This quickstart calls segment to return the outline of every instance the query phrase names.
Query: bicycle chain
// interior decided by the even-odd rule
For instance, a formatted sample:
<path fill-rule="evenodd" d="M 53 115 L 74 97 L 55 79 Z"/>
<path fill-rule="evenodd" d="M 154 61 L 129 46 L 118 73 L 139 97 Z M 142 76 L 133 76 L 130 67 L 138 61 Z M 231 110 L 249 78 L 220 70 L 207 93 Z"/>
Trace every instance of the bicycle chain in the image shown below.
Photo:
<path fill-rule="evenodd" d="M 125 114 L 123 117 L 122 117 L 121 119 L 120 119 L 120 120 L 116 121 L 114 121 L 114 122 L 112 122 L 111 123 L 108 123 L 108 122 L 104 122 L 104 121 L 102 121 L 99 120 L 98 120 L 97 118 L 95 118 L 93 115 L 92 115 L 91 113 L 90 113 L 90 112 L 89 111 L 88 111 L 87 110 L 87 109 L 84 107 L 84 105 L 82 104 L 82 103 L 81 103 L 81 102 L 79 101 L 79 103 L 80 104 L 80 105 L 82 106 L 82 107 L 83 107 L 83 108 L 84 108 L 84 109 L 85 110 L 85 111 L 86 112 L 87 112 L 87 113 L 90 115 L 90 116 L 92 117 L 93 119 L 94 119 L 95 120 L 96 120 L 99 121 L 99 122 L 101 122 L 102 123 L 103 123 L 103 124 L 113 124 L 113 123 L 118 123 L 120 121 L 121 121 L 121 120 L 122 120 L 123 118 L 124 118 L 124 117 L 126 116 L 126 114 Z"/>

**To be done**
Please lay out every line of the entries above as a JSON list of strings, one string per line, with blank lines omitted.

**Solved exercise**
[
  "This quickstart calls segment to return the outline of every instance the query phrase names.",
  "Query: bicycle chain",
  "// interior decided by the even-odd rule",
  "For instance, a formatted sample:",
  "<path fill-rule=\"evenodd\" d=\"M 53 115 L 74 97 L 55 79 Z\"/>",
  "<path fill-rule=\"evenodd\" d=\"M 154 61 L 129 46 L 118 73 L 139 97 Z M 142 76 L 133 76 L 130 67 L 138 61 Z M 231 110 L 249 78 L 220 70 L 207 93 Z\"/>",
  "Trace every instance of the bicycle chain in the image shown below.",
  "Photo:",
  "<path fill-rule=\"evenodd\" d=\"M 125 114 L 123 117 L 122 117 L 121 119 L 120 119 L 120 120 L 116 121 L 114 121 L 114 122 L 112 122 L 111 123 L 108 123 L 108 122 L 104 122 L 104 121 L 102 121 L 99 120 L 98 120 L 97 118 L 95 118 L 93 115 L 92 115 L 91 113 L 90 113 L 90 112 L 89 111 L 88 111 L 87 110 L 87 109 L 84 107 L 84 105 L 82 104 L 82 103 L 81 103 L 81 102 L 79 101 L 79 103 L 80 104 L 80 105 L 82 106 L 82 107 L 83 107 L 83 108 L 84 108 L 84 109 L 85 110 L 85 111 L 86 112 L 87 112 L 87 113 L 90 115 L 90 116 L 92 117 L 93 119 L 94 119 L 95 120 L 96 120 L 99 121 L 99 122 L 101 122 L 102 123 L 103 123 L 103 124 L 113 124 L 113 123 L 118 123 L 120 121 L 121 121 L 121 120 L 122 120 L 123 118 L 124 118 L 124 117 L 126 116 L 126 114 Z\"/>"
]